▶ WHAT IS EXPECTED: All lines in the entries below that hold "purple" make up the answer.

▶ INPUT MATERIAL:
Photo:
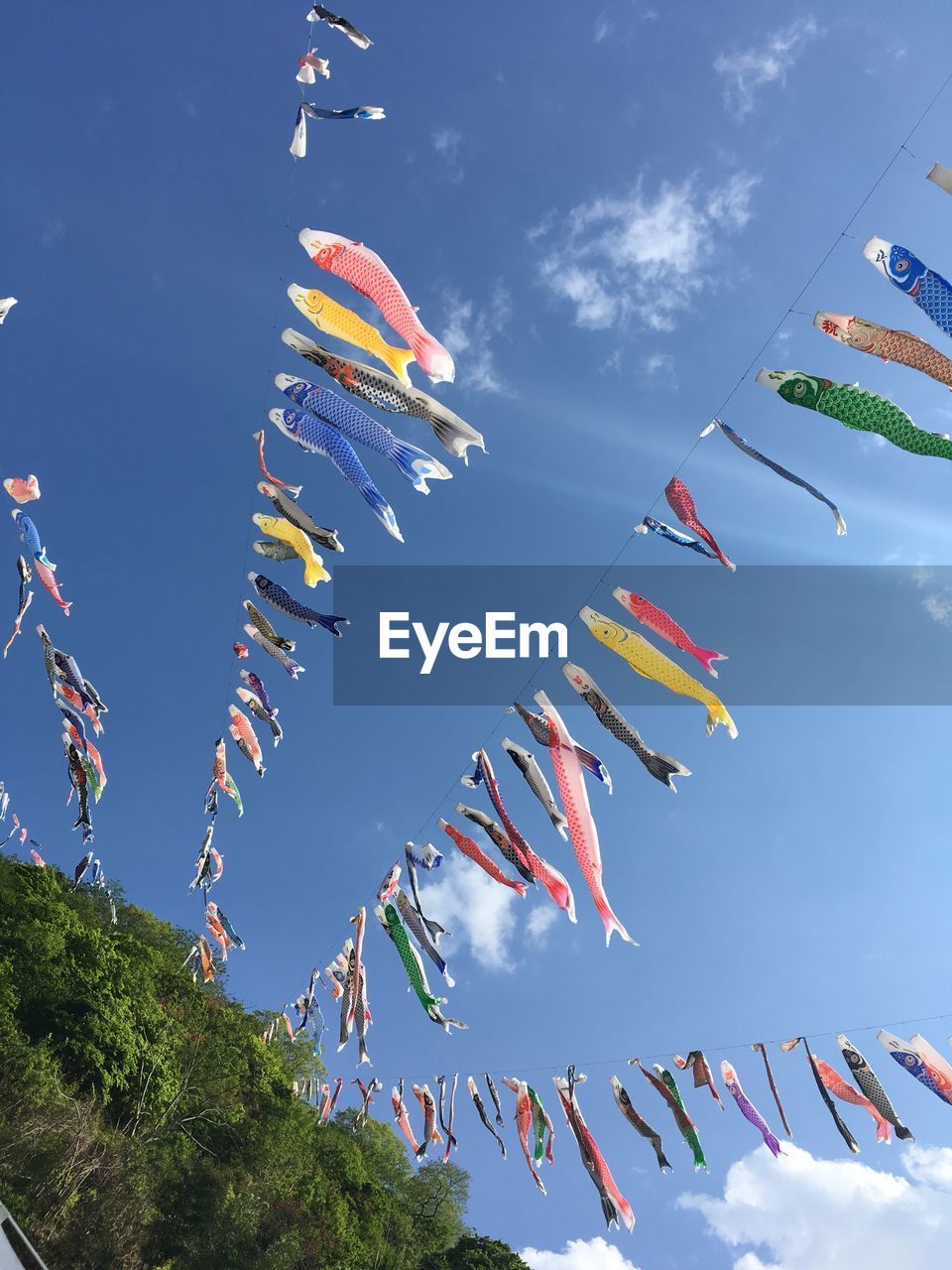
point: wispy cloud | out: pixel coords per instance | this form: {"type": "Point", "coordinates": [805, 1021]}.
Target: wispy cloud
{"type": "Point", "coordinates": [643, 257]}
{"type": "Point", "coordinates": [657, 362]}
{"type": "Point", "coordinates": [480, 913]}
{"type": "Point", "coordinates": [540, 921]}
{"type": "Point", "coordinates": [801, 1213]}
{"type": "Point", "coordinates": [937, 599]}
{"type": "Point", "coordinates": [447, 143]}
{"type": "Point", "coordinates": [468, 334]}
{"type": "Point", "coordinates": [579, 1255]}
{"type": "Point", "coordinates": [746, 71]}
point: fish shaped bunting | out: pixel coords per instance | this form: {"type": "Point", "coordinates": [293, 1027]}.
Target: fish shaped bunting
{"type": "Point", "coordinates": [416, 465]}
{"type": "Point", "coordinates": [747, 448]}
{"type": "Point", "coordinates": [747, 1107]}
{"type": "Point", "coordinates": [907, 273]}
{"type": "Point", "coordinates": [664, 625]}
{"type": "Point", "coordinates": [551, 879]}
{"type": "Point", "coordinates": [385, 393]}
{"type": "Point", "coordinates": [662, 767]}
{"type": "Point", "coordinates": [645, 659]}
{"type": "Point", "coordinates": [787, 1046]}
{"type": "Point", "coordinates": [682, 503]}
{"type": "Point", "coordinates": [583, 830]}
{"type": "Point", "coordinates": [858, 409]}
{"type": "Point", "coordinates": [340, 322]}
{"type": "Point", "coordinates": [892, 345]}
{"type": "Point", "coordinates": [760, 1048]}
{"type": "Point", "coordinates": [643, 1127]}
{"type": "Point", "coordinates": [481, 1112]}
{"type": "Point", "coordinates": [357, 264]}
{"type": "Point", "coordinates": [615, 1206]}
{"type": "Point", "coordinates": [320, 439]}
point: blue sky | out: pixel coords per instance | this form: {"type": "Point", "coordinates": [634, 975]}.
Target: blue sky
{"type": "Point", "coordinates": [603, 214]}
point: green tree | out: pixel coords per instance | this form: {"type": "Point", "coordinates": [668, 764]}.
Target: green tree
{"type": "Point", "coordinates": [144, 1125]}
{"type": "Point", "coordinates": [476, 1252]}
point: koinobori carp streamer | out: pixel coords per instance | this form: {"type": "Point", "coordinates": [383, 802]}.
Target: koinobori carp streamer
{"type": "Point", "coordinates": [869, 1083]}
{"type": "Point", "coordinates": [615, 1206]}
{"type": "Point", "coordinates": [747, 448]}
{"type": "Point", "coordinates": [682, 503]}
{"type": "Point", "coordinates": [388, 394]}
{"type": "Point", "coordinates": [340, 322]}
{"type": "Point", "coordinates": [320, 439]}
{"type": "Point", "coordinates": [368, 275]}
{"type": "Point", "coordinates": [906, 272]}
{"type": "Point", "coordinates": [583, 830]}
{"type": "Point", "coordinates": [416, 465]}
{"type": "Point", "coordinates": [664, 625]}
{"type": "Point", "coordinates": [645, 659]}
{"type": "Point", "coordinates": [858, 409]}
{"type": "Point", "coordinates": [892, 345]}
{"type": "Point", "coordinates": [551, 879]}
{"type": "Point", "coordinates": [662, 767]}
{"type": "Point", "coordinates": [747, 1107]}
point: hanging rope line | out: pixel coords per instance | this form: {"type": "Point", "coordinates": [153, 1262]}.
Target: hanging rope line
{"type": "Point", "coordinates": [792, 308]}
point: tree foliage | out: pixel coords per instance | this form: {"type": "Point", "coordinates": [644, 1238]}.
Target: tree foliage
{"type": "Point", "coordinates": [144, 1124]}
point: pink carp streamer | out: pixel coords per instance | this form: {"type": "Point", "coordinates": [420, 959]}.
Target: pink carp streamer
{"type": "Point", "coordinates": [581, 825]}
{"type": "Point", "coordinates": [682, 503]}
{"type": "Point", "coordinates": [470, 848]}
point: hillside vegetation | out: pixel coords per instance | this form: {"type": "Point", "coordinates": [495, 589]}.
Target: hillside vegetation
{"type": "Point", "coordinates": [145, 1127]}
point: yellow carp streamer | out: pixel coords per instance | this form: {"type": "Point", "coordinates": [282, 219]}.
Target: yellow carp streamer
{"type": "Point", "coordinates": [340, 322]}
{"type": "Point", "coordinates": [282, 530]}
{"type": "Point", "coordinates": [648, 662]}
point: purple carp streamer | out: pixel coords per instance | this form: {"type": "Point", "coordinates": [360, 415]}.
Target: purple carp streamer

▶ ANSWER SECTION:
point: purple carp streamer | out: pixel coords per instance | this form: {"type": "Point", "coordinates": [360, 415]}.
Target: purple carp streamer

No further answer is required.